INSTRUCTIONS FOR THE TASK: Please quote the listing below word for word, from its beginning up to and including the line with "205], [870, 124]]". Leave the pictures out of your answer.
--- START ---
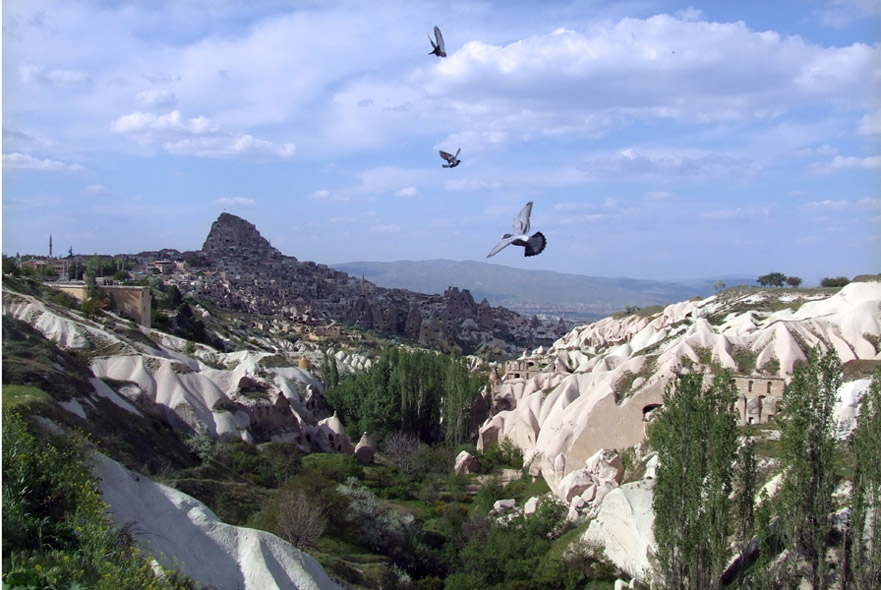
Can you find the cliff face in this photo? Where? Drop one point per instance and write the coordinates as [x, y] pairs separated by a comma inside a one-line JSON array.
[[596, 387], [233, 237], [250, 276]]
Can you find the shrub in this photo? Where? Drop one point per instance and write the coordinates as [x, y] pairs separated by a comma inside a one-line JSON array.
[[55, 530], [301, 518]]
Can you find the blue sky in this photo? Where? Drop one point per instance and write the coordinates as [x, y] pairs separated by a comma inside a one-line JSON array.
[[657, 139]]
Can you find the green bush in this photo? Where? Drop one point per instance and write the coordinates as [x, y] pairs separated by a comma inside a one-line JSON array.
[[55, 530]]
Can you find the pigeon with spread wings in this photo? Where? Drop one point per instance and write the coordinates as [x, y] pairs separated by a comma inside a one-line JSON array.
[[532, 245], [437, 44], [452, 161]]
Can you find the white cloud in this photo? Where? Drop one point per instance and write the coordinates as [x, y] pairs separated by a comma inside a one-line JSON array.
[[408, 192], [197, 136], [157, 98], [67, 78], [325, 195], [629, 164], [234, 202], [821, 150], [389, 228], [19, 161], [737, 214], [657, 195], [847, 163], [825, 205], [870, 124]]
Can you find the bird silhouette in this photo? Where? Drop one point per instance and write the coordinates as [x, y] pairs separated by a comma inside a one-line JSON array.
[[452, 161], [437, 44], [533, 245]]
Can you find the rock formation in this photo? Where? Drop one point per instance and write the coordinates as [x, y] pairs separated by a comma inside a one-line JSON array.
[[596, 387], [247, 275]]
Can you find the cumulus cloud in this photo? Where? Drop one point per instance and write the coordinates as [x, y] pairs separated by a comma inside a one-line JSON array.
[[68, 78], [19, 161], [659, 67], [629, 163], [157, 98], [408, 192], [197, 136], [847, 163], [389, 228], [326, 195], [870, 124], [234, 202], [737, 214], [825, 205]]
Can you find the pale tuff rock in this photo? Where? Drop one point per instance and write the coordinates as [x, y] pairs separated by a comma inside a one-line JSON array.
[[365, 449], [601, 383], [182, 533], [504, 506], [466, 463], [623, 527]]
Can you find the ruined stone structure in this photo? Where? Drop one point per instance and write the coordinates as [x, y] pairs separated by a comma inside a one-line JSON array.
[[248, 275], [758, 398]]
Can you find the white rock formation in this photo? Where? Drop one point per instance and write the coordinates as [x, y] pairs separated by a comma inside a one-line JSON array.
[[365, 449], [603, 380], [466, 463], [623, 527], [182, 533]]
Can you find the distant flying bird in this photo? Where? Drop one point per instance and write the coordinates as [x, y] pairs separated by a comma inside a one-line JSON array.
[[452, 161], [437, 44], [533, 244]]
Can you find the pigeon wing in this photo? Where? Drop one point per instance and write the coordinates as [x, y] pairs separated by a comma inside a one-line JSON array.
[[535, 244], [521, 222], [506, 241], [440, 42]]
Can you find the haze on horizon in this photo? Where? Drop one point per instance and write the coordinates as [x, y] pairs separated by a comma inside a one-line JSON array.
[[657, 139]]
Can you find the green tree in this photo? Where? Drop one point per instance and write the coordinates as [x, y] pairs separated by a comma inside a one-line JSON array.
[[696, 438], [865, 531], [808, 455], [10, 266], [773, 279]]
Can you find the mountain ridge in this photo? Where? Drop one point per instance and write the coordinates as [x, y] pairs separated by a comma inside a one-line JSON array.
[[578, 297]]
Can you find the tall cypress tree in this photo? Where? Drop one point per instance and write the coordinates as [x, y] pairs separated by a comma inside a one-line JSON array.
[[808, 453], [695, 435], [865, 527]]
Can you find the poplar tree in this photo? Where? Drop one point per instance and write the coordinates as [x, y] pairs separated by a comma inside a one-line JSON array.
[[808, 454], [695, 435], [865, 526]]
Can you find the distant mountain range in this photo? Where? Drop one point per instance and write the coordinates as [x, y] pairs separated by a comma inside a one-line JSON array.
[[575, 297]]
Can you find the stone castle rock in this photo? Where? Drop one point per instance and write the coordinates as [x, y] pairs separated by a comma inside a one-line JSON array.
[[246, 274]]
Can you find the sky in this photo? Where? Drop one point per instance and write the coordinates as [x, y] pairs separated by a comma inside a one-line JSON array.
[[656, 139]]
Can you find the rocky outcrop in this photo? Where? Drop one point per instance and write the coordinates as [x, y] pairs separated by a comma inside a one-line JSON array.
[[365, 450], [466, 463], [248, 275], [183, 534], [599, 385]]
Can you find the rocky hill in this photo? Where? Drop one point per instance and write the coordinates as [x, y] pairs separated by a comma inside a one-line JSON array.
[[245, 274], [139, 394], [573, 407], [580, 298]]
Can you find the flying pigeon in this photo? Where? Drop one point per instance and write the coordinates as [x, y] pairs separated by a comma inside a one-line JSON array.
[[437, 44], [533, 244], [452, 161]]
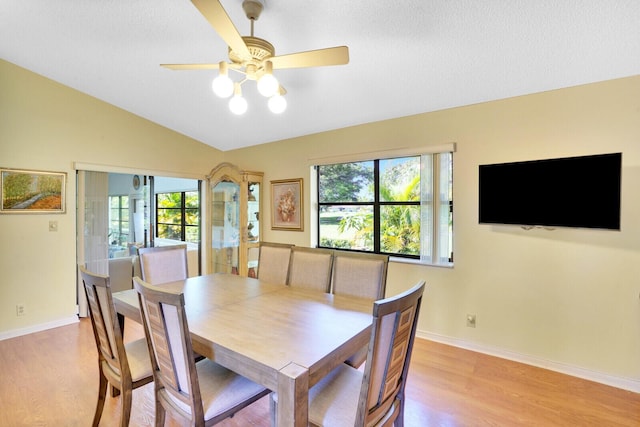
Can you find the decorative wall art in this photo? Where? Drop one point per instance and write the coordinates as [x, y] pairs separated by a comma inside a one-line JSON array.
[[28, 191], [286, 205]]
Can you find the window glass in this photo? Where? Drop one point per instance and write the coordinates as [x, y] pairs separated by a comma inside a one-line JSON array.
[[400, 179], [346, 182], [178, 216], [397, 206]]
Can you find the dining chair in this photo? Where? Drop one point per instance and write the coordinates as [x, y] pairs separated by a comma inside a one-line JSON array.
[[350, 397], [163, 264], [361, 275], [273, 262], [310, 268], [126, 366], [202, 393]]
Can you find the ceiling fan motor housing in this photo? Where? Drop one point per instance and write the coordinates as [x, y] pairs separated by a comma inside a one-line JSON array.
[[259, 49]]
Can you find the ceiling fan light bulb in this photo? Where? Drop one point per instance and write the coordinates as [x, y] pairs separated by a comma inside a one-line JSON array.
[[268, 85], [277, 104], [238, 105]]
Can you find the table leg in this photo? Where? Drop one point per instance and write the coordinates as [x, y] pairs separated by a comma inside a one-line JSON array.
[[293, 396]]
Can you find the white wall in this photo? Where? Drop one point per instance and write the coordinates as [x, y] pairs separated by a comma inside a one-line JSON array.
[[567, 299], [47, 126]]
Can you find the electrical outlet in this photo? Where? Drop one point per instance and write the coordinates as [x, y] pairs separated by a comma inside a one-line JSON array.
[[471, 320], [20, 310]]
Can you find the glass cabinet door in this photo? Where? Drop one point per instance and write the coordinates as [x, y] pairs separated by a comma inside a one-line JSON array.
[[253, 227], [235, 219], [225, 217]]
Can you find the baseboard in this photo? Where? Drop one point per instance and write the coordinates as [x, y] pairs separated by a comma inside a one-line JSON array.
[[39, 327], [575, 371]]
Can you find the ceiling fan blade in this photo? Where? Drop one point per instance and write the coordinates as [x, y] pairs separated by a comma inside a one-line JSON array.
[[313, 58], [190, 66], [213, 11]]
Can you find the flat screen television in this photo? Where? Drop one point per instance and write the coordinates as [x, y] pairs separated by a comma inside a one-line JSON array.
[[579, 192]]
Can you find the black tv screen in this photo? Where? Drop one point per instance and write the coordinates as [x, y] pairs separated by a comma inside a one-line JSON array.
[[565, 192]]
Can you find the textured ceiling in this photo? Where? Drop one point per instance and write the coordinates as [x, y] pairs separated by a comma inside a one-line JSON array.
[[406, 57]]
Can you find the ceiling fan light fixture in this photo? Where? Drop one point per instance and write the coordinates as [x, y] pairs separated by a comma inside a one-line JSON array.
[[277, 103], [267, 84], [238, 105], [222, 85]]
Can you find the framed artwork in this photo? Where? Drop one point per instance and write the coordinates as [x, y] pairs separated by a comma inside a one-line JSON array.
[[286, 205], [27, 191]]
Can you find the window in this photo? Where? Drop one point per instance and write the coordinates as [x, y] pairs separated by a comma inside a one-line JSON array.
[[178, 216], [118, 220], [399, 206]]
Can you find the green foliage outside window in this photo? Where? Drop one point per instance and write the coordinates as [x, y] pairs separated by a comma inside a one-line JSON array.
[[178, 216]]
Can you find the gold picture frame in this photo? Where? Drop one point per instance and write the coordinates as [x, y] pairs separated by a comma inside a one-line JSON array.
[[31, 191], [287, 202]]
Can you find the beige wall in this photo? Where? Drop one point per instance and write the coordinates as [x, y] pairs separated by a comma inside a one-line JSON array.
[[567, 299], [47, 126]]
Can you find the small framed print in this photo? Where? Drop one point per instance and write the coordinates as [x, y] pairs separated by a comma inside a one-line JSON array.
[[286, 205], [28, 191]]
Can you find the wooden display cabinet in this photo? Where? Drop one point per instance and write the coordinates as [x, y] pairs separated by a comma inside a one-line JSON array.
[[235, 219]]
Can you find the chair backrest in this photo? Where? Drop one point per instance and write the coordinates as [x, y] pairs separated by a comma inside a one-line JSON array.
[[273, 262], [106, 328], [359, 274], [172, 357], [310, 268], [392, 335], [163, 264]]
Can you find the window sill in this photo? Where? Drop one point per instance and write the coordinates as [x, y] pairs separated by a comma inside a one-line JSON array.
[[401, 260]]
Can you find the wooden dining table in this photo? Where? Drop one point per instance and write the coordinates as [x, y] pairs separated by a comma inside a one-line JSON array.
[[282, 337]]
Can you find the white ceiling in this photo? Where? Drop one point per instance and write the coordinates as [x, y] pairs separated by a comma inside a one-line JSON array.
[[406, 57]]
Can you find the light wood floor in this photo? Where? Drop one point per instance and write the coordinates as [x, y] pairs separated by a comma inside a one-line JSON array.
[[50, 379]]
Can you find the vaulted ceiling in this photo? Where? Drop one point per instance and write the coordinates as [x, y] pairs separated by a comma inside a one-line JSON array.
[[406, 57]]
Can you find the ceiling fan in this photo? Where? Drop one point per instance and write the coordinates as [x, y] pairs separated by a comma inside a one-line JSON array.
[[254, 58]]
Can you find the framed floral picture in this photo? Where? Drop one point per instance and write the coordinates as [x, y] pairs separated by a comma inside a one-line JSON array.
[[286, 205], [28, 191]]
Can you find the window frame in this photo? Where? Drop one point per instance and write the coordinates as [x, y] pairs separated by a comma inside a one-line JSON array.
[[183, 211], [441, 205], [120, 219]]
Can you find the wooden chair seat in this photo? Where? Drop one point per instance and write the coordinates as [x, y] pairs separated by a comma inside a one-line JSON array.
[[349, 397], [273, 262], [124, 366], [361, 275], [202, 393], [163, 264], [310, 268]]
--- END ---
CORRECT RESULT:
Can you find the cliff face in this photo? Where? Drop one point per instance and write the coordinates as [x, y] pairs separated by a comma inside a one-line JSON array.
[[596, 387], [233, 237], [250, 276]]
Can you find the shrub in this photo? Where? Drop one point per instance and write the coordinates as [x, y] pairs separated by a comma inside a one-line JSON array.
[[55, 530], [301, 518]]
Can you find the blue sky in this photo? Where? Drop one point per instance and write the coordinates as [x, y] pairs separated by a comma inside a one-line JSON array.
[[657, 139]]
Can you find the green bush in this photo? Where? Drop one point per instance and write the coordinates as [x, y] pairs separated by a comma inside a one-line JSON array.
[[55, 530]]
Can you find the pigeon with spread wings in this photo? Where? Drop one point per instance and write the coordinates as [x, y] pairs separated by a comma inside a one-line JSON array.
[[532, 245], [437, 44], [452, 161]]
Can you find the white cloud in this photo? Where? Drop one point per instance and write the coordinates as [x, y] pairs separated by a comma inside a one-line JSON array.
[[408, 192], [197, 136], [157, 98], [67, 78], [325, 195], [629, 164], [234, 202], [821, 150], [389, 228], [19, 161], [737, 214], [657, 195], [847, 163], [825, 205], [870, 124]]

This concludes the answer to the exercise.